» **Exercices**:
1. Dans le texte sur les sondages avant les présidentielles, pourquoi faut-il revenir aux bases et aux exigences d'un bon sondage ? Répondez en une à trois phrases.
2. Écrivez la suite du texte sur les sondages politiques, à partir de sa dernière phrase.

» **Texte**:
Depuis, un certain temps, à quelques mois des présidentielles, l’on constate, çà et là dans l’espace politico-médiatique des sondages. Et ces sondages, sont utilisés par l’opposition et le pouvoir pour prétendre à une victoire prochaine.

Il est impératif de faire une critique scientifique de ces différents sondages. Pour cela, rigoureusement, il nous faut revenir aux fondamentaux et exigences d’un bon sondage.

C’est quoi un sondage ?

Un sondage est une méthode statistique visant à évaluer les proportions de différentes caractéristiques d’une population à partir de l’étude d’une partie seulement de cette population, appelée échantillon.

En statistique, un échantillon est un ensemble d’individus représentatifs d’une population.

La représentativité est une notion statistique qui caractérise la relation entre un échantillon et la population représentée. La notion de représentativité est d’abord issue des réflexions sur la démocratie représentative.

Dans ce sillage, s’il faut faire un sondage politique, il est nécessaire de tenir compte de plusieurs critères.

» **Liste**:
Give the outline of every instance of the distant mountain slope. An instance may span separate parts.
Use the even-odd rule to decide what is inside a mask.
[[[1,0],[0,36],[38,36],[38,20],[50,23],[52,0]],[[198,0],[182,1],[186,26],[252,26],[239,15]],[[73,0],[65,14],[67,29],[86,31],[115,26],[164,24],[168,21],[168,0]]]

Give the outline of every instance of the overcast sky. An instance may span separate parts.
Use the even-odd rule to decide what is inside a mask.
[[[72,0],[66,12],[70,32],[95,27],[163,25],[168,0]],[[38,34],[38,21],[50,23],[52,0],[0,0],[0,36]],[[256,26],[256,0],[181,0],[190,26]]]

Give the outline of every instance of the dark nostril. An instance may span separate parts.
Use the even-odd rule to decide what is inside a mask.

» **Réponses**:
1. Il faut revenir à ces bases pour pouvoir faire une critique scientifique des différents sondages qui circulent à quelques mois des présidentielles. Le texte juge cette critique indispensable.

2.
Représentativité de l’électorat sénégalais

Tout d’abord la représentativité d’un échantillon à la population électorale du Sénégal, s’appuie selon une analyse du fichier électoral sur ces critères-ci :

Ø La taille de l’échantillon

n : t² x p x (1-p)/m²

[(n: taille de l’échantillon minimale, p :proportion, t: intervalle de confiance (95% ou 1,96), m: marge d’erreur (5%)]

Ce nombre qui se calcule comme indiqué ci-dessus est :

· pour la population électorale (6 682 075) : 375

· pour le nombre de votants (3 337 494) : 257

Prendre la population électorale, permettrait d’avoir un nombre plus important. Mais parmi ces répondants il n’y aurait aucune distinction entre le potentiel électeur et un non électeur. Bien que cela n’est pas de grande incidence sur l’étude ;

Il serait préférable d’énumérer d’abord à travers des questions échelonnées, si la personne est un électeur d’abord (détenteur d’une carte d’identité biométrique et inscrit dans le fichier électoral). Ou bien de pousser plus loin en ajoutant dans les critères d’éligibilité d’un répondant le fait d’être « votant des élections législatives passées ».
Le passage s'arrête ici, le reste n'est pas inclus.